In order to accommodate this ever-increasing need for efficiency, researchers have designed the analog frontend of these systems with great performance and efficiency. For example, [2] [3] [4] discussed low-power high-performance frontend amplifiers and filters for implantable systems.
Analog to digital converters (ADCs) [5] [6] [7] [8] [9] are usually an important and powerhungry part in these systems, and [10] [11] proposed comparator designs that can greatly improve the accuracy and efficiency of these ADCs. Computational units (processors) are another essential part, as they provide autonomous decision making, compression of sensory data, and other functions. These computational unit are usually implemented with digital processors, which can be too inefficient for ultra-low-power applications.
To explore the approaches that could lead to efficiency beyond digital processors, it is meaningful to compare the energy efficiency between the human brain and the digital processor.
The human brain has an energy efficiency of about 10 15 operation per joule [12] . Today's super computer's energy efficiency is about 8.3×10 9 operation per joule [13] , more than 6 orders of magnitude lower than the human brain. The huge energy efficiency gap suggests that the ways they do computation are fundamentally different. One notable difference is how the information is presented. Digital computer uses binary system, that is, systems using only 0 and 1 to achieve better immunity to noise. Whereas the neurons are using a continuous presentation of information, more like analog circuits. For example the firing rates and the membrane potential in a neuron are continuous variables. These analog signaling implies that a single wire can carry multi-bit information, as a result, the wiring and signaling overhead can be largely reduced. In addition, neurological system cleverly exploits the physical phenomena as the bases for computation. Aggregation and integration are carried out in charge domain, using the conservation of charge. Summing is implemented by observing Kirchhoff's current law (KCL).
• • • • • • •
EXERCISE TASKS =>
- a) Reproduce the rows word for word, starting at the line that contains "Provide the mask of each instance of the <item>dark" and continuing through the end of the rows, with both of those ends included.
- b) Continue the passage on the energy efficiency of the human brain compared with digital processors, picking up right after its last sentence.

EXERCISE DATA =>
• • • • • • •
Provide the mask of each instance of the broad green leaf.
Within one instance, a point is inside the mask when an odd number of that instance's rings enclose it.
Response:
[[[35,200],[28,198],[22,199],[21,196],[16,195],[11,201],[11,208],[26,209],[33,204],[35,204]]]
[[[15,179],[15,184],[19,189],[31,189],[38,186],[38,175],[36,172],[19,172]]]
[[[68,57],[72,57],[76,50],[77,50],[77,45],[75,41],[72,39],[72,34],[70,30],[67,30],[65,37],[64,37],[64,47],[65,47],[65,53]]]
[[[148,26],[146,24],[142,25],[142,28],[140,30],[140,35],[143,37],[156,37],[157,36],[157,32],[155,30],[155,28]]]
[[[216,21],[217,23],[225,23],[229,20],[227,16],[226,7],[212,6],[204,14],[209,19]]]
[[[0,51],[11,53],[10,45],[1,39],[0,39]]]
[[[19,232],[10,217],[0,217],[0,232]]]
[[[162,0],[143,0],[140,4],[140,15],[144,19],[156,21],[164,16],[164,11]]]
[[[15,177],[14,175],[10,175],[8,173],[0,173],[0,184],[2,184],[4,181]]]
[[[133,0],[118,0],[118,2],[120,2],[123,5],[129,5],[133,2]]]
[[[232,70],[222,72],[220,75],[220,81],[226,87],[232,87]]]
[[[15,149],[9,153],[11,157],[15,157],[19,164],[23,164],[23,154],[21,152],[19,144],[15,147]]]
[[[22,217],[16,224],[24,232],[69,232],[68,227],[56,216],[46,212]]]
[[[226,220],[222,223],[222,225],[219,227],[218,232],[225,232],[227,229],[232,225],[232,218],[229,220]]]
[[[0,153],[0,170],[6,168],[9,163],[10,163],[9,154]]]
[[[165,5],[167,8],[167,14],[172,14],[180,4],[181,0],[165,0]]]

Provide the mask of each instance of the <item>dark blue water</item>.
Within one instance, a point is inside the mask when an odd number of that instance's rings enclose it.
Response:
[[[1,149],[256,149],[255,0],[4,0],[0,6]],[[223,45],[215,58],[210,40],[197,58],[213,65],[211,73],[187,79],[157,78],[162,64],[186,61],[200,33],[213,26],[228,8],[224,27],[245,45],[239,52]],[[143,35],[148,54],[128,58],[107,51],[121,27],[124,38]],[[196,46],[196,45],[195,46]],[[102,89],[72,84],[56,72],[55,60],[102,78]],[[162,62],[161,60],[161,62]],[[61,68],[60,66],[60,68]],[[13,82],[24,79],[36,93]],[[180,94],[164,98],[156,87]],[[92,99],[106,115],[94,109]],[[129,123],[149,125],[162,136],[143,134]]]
• • • • • • •
SET OF ANSWERS =>
- a)
Provide the mask of each instance of the <item>dark blue water</item>.
Within one instance, a point is inside the mask when an odd number of that instance's rings enclose it.
Response:
[[[1,149],[256,149],[255,0],[4,0],[0,6]],[[223,45],[215,58],[210,40],[197,58],[213,65],[211,73],[187,79],[157,78],[162,64],[186,61],[200,33],[213,26],[228,8],[224,27],[245,45],[239,52]],[[143,35],[148,54],[128,58],[107,51],[121,27],[124,38]],[[196,46],[196,45],[195,46]],[[102,89],[72,84],[56,72],[55,60],[102,78]],[[162,62],[161,60],[161,62]],[[61,68],[60,66],[60,68]],[[13,82],[24,79],[36,93]],[[180,94],[164,98],[156,87]],[[92,99],[106,115],[94,109]],[[129,123],[149,125],[162,136],[143,134]]]

- b)
Amplification and non-linear functions are realized by modulation of energy barriers to ions in thermal equilibrium and therefore whose energies are Boltzmann distributed [14] . All these principle of operation is actually found and available in integrated circuits [15] . However, by using only on and off states of active devices, digital computers lose a factor of 10 4 in efficiency [14] . Analog circuits have principles that are much more similar to neurological systems and have the potential to get back the lost efficiency. However, the analog computation is for the same reason more sensitive to noise and offset when compared to digital computers. It is found in [16] that the cost for precision for analog system increases exponentially, while that for digital increases polynomially. Therefore, analog computation is more preferable at low accuracy.
Interestingly, the brain is also known to be of low accuracy, with a typical signal-noise ratio (SNR) in the range of 1-10 [17] , [18] , [19] . This in turn suggests that very high energy efficiency can be achieved if the system is built to tolerate the relative inaccuracy of analog computation.
In this paper, we will discuss different aspects of analog computation system, starting from basic components such as memory and arithmetic elements, to the entire architecture design of an analog deep learning engine.
II. ANALOG MEMORY
Memory is one of the indispensable components in a computation system. Most of modern digital memories are volatile, either requiring constant refreshing, or a minimum VDD for state retention [20] .
Non-volatile digital memories including flash memory [21] , FRAM (Ferroelectric RAM) [22] , [23] , ReRAM (Resistive RAM) [24] , and MRAM (Magnetoresistive RAM) [25] require special process and add to fabrication cost. In analog computation systems, digital memory has inherent difficulty in integration because they require analog-digital conversion to interface with other circuits in analog domain. Recently, researchers have proposed different designs of Floating gate (FG) memories to realize analog non-volatile storage of information.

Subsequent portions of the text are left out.